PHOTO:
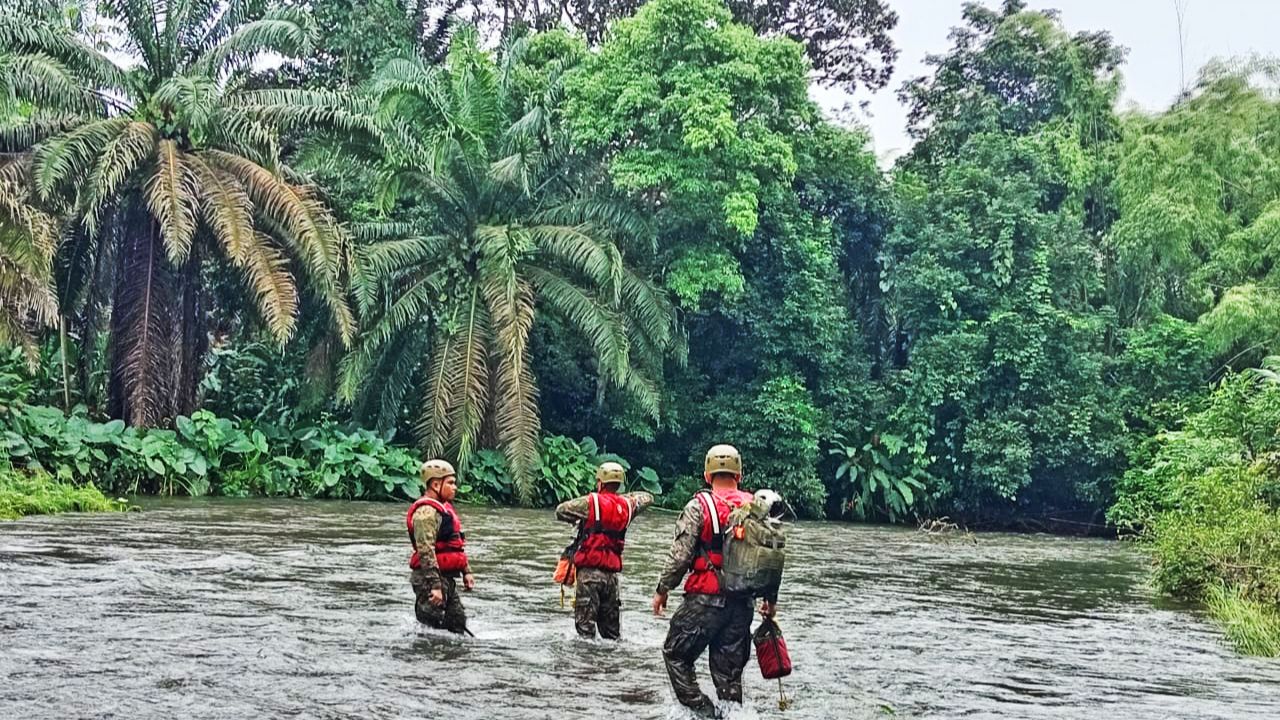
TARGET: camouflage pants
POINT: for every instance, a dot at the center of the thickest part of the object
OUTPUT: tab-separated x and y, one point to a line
449	616
595	602
721	623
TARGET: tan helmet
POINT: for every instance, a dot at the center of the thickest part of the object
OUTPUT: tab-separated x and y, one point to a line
434	470
722	459
611	473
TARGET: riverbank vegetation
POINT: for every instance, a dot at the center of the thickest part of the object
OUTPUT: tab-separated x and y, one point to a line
37	493
288	249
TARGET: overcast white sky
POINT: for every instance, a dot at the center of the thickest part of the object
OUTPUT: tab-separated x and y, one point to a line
1148	28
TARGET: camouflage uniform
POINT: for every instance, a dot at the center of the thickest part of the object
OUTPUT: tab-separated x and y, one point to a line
428	577
718	621
595	596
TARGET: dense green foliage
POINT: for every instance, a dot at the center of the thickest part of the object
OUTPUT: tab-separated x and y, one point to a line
1208	499
242	277
36	493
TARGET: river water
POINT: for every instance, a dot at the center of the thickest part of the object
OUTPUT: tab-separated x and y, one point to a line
287	609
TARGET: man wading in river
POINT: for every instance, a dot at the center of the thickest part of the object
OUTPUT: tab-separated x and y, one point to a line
439	551
603	516
707	618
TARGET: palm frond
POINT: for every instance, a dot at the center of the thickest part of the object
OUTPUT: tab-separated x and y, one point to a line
283	31
68	156
268	273
602	328
40	126
307	109
579	249
18	33
42	81
306	226
120	158
173	197
511	310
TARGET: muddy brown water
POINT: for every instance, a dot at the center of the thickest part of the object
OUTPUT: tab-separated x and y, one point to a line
286	609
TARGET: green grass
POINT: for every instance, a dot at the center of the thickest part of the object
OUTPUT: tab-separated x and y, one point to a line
37	493
1252	627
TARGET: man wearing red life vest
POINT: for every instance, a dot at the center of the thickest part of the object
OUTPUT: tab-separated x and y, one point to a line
604	516
439	550
707	618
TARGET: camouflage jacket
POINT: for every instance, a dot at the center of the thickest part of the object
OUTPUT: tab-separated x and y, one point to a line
426	525
684	548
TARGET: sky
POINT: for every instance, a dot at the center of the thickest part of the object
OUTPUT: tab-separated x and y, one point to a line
1148	28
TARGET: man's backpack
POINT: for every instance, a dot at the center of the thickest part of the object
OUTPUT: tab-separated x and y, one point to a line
754	551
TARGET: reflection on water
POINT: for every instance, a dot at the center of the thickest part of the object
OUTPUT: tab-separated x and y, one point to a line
277	609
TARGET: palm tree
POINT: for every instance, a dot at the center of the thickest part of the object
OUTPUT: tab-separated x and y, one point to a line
512	231
36	89
172	167
28	238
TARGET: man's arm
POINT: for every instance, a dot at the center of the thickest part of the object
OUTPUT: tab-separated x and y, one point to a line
639	501
684	547
426	525
572	510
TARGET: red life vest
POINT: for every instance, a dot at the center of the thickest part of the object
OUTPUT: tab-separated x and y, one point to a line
716	509
451	541
607	519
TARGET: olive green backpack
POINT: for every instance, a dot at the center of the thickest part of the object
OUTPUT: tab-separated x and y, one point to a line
754	552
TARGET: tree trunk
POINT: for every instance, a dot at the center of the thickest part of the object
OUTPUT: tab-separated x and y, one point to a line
190	337
142	327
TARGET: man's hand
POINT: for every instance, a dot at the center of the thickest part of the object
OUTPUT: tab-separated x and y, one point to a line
659	602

## [Task]
Reproduce the rows verbatim, beginning with the line containing "TARGET: sky" and continuing through the end of the rows.

## [Completed task]
TARGET: sky
POINT: for every instance, a dot at the center of the thickest part of the object
OUTPUT: tab-separated x and y, one point to a line
1148	28
TARGET: man's backpack
POINT: for every instance, a dot at the center of the thickest part of the object
OUTPUT: tab-separated x and y, one point to a line
754	551
TARGET: reflection on water
POINT: for every instance, a dot at the center of the thickest part of the object
OUTPUT: tab-separated x and y, one point to a line
277	609
TARGET: palm tree
POINT: for every instance, a dot at the center of the thickest part of the object
OUTPUT: tab-separated x and y, one point to a line
512	231
36	89
172	167
28	238
TARGET: man's arm
POINT: for every instance, a dot at the center of the thickest part of the object
OUTPUT: tab-separated x and y, one point to a line
639	501
684	547
426	525
572	510
TARGET: red life vest
POINT: for every instance, a dot at the center of the thickest part of the object
OUTPUT: tab-separated x and y, one point to a line
716	509
451	541
607	519
TARGET: olive green backpack
POINT: for every instance, a dot at the center of the thickest part of the object
OUTPUT: tab-separated x and y, one point to a line
754	552
TARGET: tree trunk
POINT: for every instance, a dot at the center of the thickest part of the object
OUTPUT: tab-separated x and y, one point to a line
190	337
142	327
TARGET: man's hand
POINT: for every instance, a dot at the center of the thickest part of the object
OUTPUT: tab-separated x and y, one point to a line
659	602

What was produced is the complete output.